Text extract:
In real life, Ms. Di Lullo often puts the same finishes in multiple houses, because she knows they will look good, and she turns to the same general contractor, Savage Home Improvements in Morristown, N.J., for every project.

Television thrives on drama: The roof is leaking! The foundation is cracked! In real life, nightmare scenarios are just nightmares.

At a South Orange six-bedroom that the team flipped in 2017, a toilet started backing up after the house was in contract. An investigation revealed that the waste pipe had been mistakenly removed earlier in the renovation. The error cost $10,000 and meant ripping up a newly laid driveway.

“I was not making a TV show, so it was only horrifying,” Ms. Di Lullo said.

She and the other team members have brought the HGTV look to their projects, with sconces and chandeliers selected for a universal appeal, rather than a regional one.

“There’s a Jersey style, and we decided not to go that way,” Mr. Robbins said, referring to a Tuscany farmhouse look with dark wood kitchens, stone features and ornate fixtures.

The staging they prefer — heavy on brass, glass and shag — looks like something you might see on an episode of “Fixer Upper.”

“HGTV has set the style and the tastes for a large part of America,” Mr. Weissman said. And it has set the style for the Weissman projects, too.

The Anti-HGTV Approach

Not everyone, of course, wants to mimic the HGTV look. When Sydney Blumstein, an associate broker at Corcoran, decided to invest in real estate in 2014, she was determined to avoid the monotony. She watched the shows religiously, particularly the ones about flipping property, mainly for a lesson in what not to do.

Reality TV producers may agonize over the details of things like cabinets, to make sure no kitchen looks like a rerun, but the overall effect tends to be a made-for-TV look, leaving viewers with a nagging sense of déjà vu, one that is often repeated in real life renovations and new construction.

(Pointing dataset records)
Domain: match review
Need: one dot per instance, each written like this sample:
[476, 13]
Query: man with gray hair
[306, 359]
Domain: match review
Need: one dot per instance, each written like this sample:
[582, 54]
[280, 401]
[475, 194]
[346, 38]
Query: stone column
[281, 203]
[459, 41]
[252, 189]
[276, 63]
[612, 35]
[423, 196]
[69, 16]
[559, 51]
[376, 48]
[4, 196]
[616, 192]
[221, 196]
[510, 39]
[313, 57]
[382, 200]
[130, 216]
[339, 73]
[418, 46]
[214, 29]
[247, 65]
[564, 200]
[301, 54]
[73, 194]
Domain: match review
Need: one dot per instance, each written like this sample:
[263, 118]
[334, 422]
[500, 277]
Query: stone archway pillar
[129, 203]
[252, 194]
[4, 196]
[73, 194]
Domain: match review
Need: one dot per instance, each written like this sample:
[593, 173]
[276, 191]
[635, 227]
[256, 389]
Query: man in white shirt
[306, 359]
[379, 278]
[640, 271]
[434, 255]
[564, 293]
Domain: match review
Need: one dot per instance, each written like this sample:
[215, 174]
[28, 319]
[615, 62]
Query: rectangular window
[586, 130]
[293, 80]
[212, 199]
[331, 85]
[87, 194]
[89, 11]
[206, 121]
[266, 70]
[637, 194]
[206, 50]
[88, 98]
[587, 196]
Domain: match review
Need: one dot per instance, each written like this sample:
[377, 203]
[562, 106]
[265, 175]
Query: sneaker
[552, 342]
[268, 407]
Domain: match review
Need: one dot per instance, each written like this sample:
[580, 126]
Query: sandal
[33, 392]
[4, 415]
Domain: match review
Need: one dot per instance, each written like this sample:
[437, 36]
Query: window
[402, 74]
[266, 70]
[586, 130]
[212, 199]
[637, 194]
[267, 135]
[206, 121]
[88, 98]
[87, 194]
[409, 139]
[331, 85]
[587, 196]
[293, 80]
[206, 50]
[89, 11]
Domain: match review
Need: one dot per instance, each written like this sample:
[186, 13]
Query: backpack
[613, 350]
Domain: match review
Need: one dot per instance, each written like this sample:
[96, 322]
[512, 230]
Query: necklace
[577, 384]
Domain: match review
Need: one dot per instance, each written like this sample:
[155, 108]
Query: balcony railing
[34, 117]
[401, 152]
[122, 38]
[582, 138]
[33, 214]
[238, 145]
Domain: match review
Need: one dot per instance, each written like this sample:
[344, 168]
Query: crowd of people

Task directions:
Extend the text on house flipping and the HGTV look, starting after its last sentence. The records are a separate set of material with no connection to the house-flipping text.

Task answer:
“What I find fascinating with every renovation show is everybody does the exact same renovation,” said Ms. Blumstein, 34, who has witnessed a homogenization of design in the city’s real estate, too. “I go into these new developments and I’m so bored by them. The only differentiation is what floor you’re on.”

So when she found a dated one-bedroom in the East Village, she saw an opportunity to reimagine it with an anti-HGTV look. She would expose the brick walls and reveal the beams and joists in the ceiling. Her parents, both real estate brokers, agreed that the property was a great investment. In 2014, she bought the 650-square-foot space on East 12th Street for $749,000, and planned to continue living with her parents on East 11th Street during the renovation.

Four contractors estimated the work would cost around $120,000 and tried to steer her toward a more traditional look, raising concerns that creativity could cost her buyers. The fifth contractor, however, shared her creative vision and offered to do the work for half the price.

“So, obviously, I hired the $65,000 contractor,” Ms. Blumstein said. “That was a huge mistake.”

Other mistakes followed.

The alteration agreement she submitted to the co-op board omitted her plans to expose the ceiling beams and joists. “I was planning on asking for forgiveness instead of permission,” she said.

That plan did not go over well. An upstairs neighbor complained that the soundproofing between the two apartments had disappeared with the ceiling.

“I didn’t realize that the joists that I loved was actually the floor above,” Ms. Blumstein said.

The board halted the work and insisted that Ms. Blumstein consult the building’s architect, who charged $350 an hour. To correct her error, she had to reinstall the ceiling, which cost $8,000. The project dragged on for two years, with spiraling costs that soured her relationship with the contractor.

She hired a second contractor to fix the mistakes made by the first. The renovation ultimately cost $120,000, exactly what the other contractors had estimated. But she got to express her creativity, using reclaimed materials like floor joists as open shelving and painting the cabinetry a sea-foam green.

Going it alone has its downside. By rejecting the more generic style used on television shows, she found herself without a road map, susceptible to rookie mistakes.

“There are 15 different shows showing you how to go from A to B,” she said. “But I wanted to go from A to Paris.”

By the time the work was done in 2016, Ms. Blumstein’s life was no longer the same as it was when she bought the apartment. She now had a fiancé, Brett Lichtman, so instead of selling the renovated apartment, they moved into it. But the space where Ms. Blumstein had once seen only potential felt cramped.

So in January 2018, Ms. Blumstein sold the apartment for around $1 million, making a $90,000 profit, “but not enough money to pay for the mental torture of the experience,” she said.

She and Mr. Lichtman, 33, an event producer, now live in a converted warehouse loft in East Williamsburg, Brooklyn, that Ms. Blumstein bought with her brother, Cole Blumstein, for $2.4 million.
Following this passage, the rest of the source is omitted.